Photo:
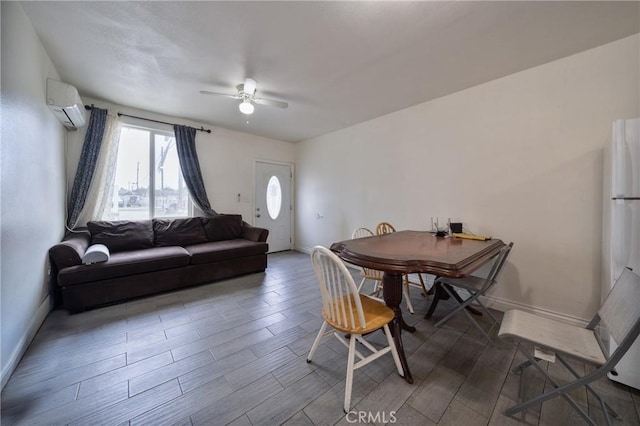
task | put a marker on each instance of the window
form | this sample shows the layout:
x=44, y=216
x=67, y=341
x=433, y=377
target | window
x=148, y=179
x=274, y=197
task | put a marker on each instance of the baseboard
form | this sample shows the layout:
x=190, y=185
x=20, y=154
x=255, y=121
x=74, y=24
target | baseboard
x=504, y=305
x=23, y=344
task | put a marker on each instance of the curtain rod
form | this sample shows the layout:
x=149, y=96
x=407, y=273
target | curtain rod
x=201, y=129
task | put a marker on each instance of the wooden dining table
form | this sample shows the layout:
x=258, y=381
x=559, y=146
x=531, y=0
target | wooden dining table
x=407, y=252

Exercise aim ->
Reproduce every line of the records above, requests and their layout samples included, but scale each answer coordinate by 0.55 and round to whole numbers, with halves rounding up, leaving the sample coordinates unchanged. Leave the pictures out of your output.

Full output ->
Photo:
task | put a marker on each instance of the window
form | this sample shows the layout:
x=44, y=216
x=67, y=341
x=433, y=377
target | window
x=81, y=98
x=151, y=108
task | put a marker on each instance of the baseboard
form | this sample shows the layout:
x=190, y=185
x=20, y=154
x=255, y=121
x=74, y=24
target | baseboard
x=277, y=168
x=13, y=189
task | put a marker on each instance of the curtain rod
form | this sample shows the layout:
x=149, y=96
x=407, y=273
target | curtain rod
x=111, y=71
task | put a marker on each instance of the wooden dining table
form | this sample shows the layout:
x=258, y=381
x=559, y=146
x=531, y=0
target | wooden dining table
x=224, y=139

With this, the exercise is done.